Aim A.
Update the records from the line containing "Find the <item>streetlight" through the end of the records, inclusive, replacing "building wall" with "exterior wall" and leaving everything else unchanged. Leave the pictures out of your answer.

Passage.
Volume 13 Number 37
                       Produced: Tue May 31 22:23:21 1994

Subjects Discussed In This Issue: 

2 Education Questions
         [Aryeh Blaut]
         [Joey Mosseri]
Cholov Yisroel
         [Moshe E. Rappoport]
Es and eis
         [Gedalyah Berger]
Halacha Yomi
         ["Yaakov Menken"]
Joseph and Faith
         [Ari Kurtz]
Lesbianism in Hallacha
         [Sam Juni]
Nusach Askenaz: Israel and the Diaspora
         [Anthony Waller]
Primers on Judaism
         [Mike Gerver]
Probability and 'Rov'
         [Dr. Moshe Koppel]
Rambam and Astronomy
         ["Ezra Dabbah"]
Ruach Hakodesh and Gedolim
         [Rabbi Freundel]


From: Aryeh Blaut <ny000592@...>
Date: Sun, 29 May 1994 02:22:05 -0400
Subject: 2 Education Questions

Question #1:

Rambam discusses the idea that a class should be 25 students for 1 
teacher, 25-40 students for 1 teacher and an assistant and for more than 
40 students, an additional teacher should be found.

My question is, does the Rambam mean that a teacher should have no more
than 25 students (without an assistant) per class or total.  For
example, according to him, would it be mutar/allowed for a teacher to
have 60 students every day, 20 students in 3 classes without an
assistant or does he mean total for the day (in my example, there would
be 2 teachers and 1 assistant).


I need different Mikoros/Mikorot/sources on the topic of women/girls 
learning (or not learning) G'marah (oral law).

Thank you,

Aryeh Blaut


From: <JMOSSERI@...> (Joey Mosseri)
Date: Wed, 25 May 1994 22:31:22 -0400 (EDT)
Subject: Astrology

Just wondering what is the halakhic opinon on astrology. Is it permissible
to cosult astrology or is it considered 'Abodat kokakhabim ?

Before anyone answers please consider the following.
The Talmud (Mo'ed Qatan 28a) records Raba as saying that whether a man
enjoys long life, whether he has children or whether he earns an adequate
living depends not on his merits but on the stars (mazal).

Well, any thoughts or comments???

Joey Mosseri


From: Moshe E. Rappoport <mer@...>
Date: Tue, 31 May 1994 19:48:01 -0400
Subject: Cholov Yisroel

Here in Zurich, horse's milk is freely available and considered desirable.
There can be a problem of use of the same equipment to process Non-kosher
milk and cow's milk.


From: Gedalyah Berger <gberger@...>
Date: Tue, 31 May 1994 20:09:01 -0400
Subject: Es and eis

Hayim Hendeles asked:
> I have been unable to determine the pattern for this, why some
> objects require "es" and others "ais". Can anyone out there
> please explain this?

"Ais" is used when the word stands alone and has its own "trop" [musical
note].  "Es" is used when the word is attached to the next word with a
makaf [hyphen]; in these cases the word usually does not have its own
trop, except for an occasional qadma.

Aim B.
Answer these questions about the digest:
(i) In which city does the digest say horse's milk is freely available?
(ii) Which Talmud tractate and page are cited for Raba's statement about the stars?
(iii) According to the digest, how many students does the Rambam assign to one teacher without an assistant?

Record list.
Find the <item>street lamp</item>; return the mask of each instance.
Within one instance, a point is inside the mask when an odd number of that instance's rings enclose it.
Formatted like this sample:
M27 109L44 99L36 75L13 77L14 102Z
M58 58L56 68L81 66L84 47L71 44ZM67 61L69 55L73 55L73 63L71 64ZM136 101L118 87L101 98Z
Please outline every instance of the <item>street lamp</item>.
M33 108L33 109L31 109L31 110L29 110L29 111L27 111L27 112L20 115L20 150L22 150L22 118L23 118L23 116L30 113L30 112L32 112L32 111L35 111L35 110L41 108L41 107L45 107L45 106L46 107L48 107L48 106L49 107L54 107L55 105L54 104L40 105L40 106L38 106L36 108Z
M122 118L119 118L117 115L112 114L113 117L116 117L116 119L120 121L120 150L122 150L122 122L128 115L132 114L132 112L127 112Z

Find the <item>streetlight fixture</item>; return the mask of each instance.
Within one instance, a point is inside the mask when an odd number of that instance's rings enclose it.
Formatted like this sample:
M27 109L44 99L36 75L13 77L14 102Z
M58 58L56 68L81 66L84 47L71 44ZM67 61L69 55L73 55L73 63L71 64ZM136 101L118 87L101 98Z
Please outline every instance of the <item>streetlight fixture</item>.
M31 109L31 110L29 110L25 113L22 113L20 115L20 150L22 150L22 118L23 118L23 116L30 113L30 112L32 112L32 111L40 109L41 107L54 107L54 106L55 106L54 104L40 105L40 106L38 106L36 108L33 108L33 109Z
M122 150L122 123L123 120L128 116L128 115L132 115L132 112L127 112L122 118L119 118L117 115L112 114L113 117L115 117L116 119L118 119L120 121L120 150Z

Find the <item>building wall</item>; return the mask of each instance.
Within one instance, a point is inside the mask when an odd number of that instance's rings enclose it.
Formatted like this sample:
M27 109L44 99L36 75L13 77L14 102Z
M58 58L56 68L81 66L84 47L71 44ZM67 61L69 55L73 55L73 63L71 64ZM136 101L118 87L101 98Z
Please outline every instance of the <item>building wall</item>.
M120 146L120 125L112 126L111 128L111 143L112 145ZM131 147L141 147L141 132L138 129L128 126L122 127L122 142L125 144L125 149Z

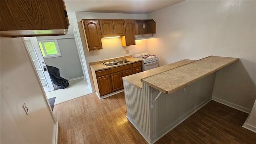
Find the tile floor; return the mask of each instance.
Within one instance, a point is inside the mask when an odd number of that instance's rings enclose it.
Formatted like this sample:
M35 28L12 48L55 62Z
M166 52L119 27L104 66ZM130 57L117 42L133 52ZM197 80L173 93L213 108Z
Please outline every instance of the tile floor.
M56 97L54 104L91 94L87 81L81 78L68 81L69 86L66 88L46 92L48 98Z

Full response A.
Find the <item>streetlight fixture</item>; return the mask of each instance.
Within one instance, a point is inside the mask when an odd number of that instance's rings enclose it.
Formatted like this sample:
M27 109L44 99L36 75L13 77L14 102Z
M58 58L56 68L81 66L84 47L71 44ZM67 61L69 55L73 55L73 63L71 64ZM136 101L118 87L101 98Z
Please outline every instance of the <item>streetlight fixture</item>.
M31 109L31 110L29 110L25 113L22 113L20 115L20 150L22 150L22 118L23 118L23 116L30 113L30 112L32 112L32 111L40 109L41 107L54 107L54 106L55 106L54 104L40 105L40 106L38 106L36 108L33 108L33 109Z
M122 150L122 123L123 120L128 116L128 115L132 115L132 112L127 112L122 118L119 118L117 115L112 114L113 117L115 117L116 119L118 119L120 121L120 150Z

Find the <item>exterior wall</item>; return the mask of each instance.
Within one instance, a point is inside the mask when an odd number of that instance's rings enclose it.
Formatted like this sample:
M27 109L44 99L36 75L13 77L14 102Z
M58 58L56 68L81 66L84 47L71 44ZM67 61L69 55L73 55L73 63L71 64ZM136 101L118 87L101 98Z
Please outline every instance of the <item>exterior wall</item>.
M120 146L120 125L112 126L111 128L111 143L112 145ZM131 147L141 147L141 132L138 129L128 126L122 127L122 142L125 144L125 149Z

Find the tile floor; return the mask of each instance.
Within one instance, a point is inside the mask when an odd number of that instance's rings enclose it.
Formatted like this sample:
M35 28L12 48L55 62Z
M166 52L119 27L104 66ZM130 57L117 42L133 52ZM197 80L173 93L213 108Z
Please outline every instance of the tile floor.
M56 97L54 104L91 94L87 81L81 78L68 81L69 86L66 88L46 92L48 98Z

Full response B.
(i) Zurich
(ii) Mo'ed Qatan 28a
(iii) 25